Problem statement>
Report every line in the records below that holds the word "link".

Exercise data START

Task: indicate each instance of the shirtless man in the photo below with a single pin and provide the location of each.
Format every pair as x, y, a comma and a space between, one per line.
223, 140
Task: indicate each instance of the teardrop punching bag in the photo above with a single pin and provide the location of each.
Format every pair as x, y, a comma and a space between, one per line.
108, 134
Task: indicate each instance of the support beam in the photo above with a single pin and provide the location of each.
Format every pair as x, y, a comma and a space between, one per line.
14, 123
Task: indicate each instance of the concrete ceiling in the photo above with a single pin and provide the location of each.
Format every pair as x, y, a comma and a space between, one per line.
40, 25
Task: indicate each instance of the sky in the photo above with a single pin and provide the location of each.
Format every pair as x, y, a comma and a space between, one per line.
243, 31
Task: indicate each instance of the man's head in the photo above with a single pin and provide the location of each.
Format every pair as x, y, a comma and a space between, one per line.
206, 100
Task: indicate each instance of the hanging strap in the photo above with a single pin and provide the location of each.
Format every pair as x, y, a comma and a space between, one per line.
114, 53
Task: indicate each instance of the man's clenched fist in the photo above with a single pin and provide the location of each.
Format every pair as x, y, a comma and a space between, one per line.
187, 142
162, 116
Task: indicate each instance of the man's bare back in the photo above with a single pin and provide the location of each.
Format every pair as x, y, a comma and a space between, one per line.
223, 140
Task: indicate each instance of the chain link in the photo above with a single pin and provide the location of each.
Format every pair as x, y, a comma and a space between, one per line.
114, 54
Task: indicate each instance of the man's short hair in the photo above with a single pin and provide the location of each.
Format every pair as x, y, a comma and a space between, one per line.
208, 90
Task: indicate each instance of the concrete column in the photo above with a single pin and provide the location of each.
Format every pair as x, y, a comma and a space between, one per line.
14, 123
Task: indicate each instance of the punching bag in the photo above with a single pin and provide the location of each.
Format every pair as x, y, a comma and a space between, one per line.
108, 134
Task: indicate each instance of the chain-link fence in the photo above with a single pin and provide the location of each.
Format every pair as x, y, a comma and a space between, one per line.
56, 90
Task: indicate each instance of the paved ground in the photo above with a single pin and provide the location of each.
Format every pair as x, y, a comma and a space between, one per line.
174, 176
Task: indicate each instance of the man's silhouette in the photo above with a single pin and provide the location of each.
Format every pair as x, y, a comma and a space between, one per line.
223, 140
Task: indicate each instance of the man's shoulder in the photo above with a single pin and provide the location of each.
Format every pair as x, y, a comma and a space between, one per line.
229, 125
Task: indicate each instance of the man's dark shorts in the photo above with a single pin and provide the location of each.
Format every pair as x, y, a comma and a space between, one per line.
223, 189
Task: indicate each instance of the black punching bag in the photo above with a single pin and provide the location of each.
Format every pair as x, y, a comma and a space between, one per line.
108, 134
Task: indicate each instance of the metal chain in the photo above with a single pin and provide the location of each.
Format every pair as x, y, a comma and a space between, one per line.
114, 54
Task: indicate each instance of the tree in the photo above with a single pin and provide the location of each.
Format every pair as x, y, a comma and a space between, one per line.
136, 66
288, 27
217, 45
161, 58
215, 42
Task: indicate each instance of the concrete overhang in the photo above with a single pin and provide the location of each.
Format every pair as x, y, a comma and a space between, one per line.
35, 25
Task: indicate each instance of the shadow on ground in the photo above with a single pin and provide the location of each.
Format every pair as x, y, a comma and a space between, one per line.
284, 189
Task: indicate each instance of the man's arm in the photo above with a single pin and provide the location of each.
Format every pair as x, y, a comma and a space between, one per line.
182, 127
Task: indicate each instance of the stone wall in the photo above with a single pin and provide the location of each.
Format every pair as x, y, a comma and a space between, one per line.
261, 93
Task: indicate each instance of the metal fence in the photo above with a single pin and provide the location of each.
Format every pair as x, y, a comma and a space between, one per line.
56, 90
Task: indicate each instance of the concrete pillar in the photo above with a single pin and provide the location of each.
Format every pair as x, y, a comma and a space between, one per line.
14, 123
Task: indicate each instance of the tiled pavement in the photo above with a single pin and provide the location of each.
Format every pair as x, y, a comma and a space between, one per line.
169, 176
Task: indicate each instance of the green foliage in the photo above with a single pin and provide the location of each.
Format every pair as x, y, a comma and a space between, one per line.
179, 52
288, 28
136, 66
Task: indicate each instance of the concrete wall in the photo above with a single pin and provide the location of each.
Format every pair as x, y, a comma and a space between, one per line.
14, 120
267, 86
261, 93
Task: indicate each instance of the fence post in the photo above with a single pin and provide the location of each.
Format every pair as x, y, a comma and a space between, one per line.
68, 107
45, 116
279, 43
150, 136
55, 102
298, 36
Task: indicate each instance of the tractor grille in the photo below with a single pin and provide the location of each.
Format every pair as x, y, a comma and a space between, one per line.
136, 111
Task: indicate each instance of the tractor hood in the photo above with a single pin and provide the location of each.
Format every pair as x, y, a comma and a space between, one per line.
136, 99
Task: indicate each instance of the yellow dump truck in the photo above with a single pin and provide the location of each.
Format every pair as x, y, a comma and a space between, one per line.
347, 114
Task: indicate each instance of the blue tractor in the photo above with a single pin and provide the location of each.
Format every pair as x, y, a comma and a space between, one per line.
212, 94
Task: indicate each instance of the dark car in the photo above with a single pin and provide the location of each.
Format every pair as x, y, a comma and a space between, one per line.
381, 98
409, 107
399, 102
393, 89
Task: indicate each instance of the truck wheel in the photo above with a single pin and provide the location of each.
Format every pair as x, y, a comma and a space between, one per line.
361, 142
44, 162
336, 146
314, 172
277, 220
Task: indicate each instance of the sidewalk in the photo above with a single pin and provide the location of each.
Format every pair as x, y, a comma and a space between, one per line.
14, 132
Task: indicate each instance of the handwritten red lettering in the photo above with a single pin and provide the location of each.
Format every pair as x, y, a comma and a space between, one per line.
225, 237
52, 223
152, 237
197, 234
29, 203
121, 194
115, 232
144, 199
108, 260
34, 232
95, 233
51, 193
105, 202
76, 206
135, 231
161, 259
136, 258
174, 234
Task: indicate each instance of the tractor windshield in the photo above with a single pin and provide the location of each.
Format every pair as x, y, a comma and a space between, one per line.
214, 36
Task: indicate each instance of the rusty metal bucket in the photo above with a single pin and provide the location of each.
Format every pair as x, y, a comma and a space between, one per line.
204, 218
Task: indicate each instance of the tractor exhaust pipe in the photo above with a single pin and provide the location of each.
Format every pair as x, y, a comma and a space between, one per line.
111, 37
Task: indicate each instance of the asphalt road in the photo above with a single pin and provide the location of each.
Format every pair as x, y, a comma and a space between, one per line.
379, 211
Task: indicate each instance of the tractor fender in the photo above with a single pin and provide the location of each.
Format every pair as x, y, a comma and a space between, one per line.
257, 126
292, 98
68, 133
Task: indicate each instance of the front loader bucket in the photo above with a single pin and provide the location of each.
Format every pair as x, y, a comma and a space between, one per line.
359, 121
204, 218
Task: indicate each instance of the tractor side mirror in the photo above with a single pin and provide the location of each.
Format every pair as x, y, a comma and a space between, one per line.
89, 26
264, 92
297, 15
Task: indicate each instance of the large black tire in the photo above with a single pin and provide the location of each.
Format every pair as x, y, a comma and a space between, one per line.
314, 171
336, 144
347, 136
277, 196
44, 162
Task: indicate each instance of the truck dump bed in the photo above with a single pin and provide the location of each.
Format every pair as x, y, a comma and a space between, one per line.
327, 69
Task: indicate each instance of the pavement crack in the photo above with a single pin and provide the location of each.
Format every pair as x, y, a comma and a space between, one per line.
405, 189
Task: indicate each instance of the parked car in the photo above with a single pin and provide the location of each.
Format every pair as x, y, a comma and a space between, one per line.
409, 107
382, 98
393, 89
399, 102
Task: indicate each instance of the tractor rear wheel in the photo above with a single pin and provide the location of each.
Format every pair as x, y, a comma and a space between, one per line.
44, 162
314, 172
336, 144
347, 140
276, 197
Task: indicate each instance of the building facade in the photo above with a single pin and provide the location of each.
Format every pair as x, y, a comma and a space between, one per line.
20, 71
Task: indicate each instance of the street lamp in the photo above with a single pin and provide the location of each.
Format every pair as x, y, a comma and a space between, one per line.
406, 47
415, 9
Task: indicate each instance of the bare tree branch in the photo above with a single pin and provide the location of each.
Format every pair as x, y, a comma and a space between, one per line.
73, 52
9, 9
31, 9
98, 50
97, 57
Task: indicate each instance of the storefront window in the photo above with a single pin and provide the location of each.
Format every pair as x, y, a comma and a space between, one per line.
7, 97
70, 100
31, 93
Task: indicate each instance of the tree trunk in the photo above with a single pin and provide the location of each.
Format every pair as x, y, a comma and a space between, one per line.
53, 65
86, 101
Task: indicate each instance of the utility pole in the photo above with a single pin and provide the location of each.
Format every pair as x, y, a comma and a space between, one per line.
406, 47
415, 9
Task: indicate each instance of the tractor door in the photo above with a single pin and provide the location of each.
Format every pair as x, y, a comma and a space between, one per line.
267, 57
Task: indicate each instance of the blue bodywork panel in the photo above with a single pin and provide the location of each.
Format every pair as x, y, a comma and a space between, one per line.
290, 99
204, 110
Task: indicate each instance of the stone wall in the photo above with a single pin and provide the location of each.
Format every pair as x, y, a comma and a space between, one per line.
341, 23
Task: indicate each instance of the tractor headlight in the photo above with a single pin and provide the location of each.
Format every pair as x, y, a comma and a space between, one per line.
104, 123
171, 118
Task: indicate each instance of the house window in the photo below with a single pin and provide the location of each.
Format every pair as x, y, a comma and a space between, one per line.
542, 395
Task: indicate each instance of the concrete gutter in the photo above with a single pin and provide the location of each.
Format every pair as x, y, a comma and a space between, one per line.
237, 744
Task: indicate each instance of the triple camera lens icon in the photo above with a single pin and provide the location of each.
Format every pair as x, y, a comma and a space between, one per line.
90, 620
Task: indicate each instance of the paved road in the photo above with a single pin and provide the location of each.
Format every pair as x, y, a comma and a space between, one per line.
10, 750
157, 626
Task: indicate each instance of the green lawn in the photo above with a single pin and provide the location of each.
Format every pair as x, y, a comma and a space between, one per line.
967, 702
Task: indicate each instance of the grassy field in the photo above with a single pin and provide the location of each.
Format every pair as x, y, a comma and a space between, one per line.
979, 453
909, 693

Exercise data END

Response to this task>
Task: indicate each instance of the chain link in the photo above with a single pin and provide the location of each.
Task: indicate each instance of the chain-link fence in the photo above with a single pin and provide the location of each.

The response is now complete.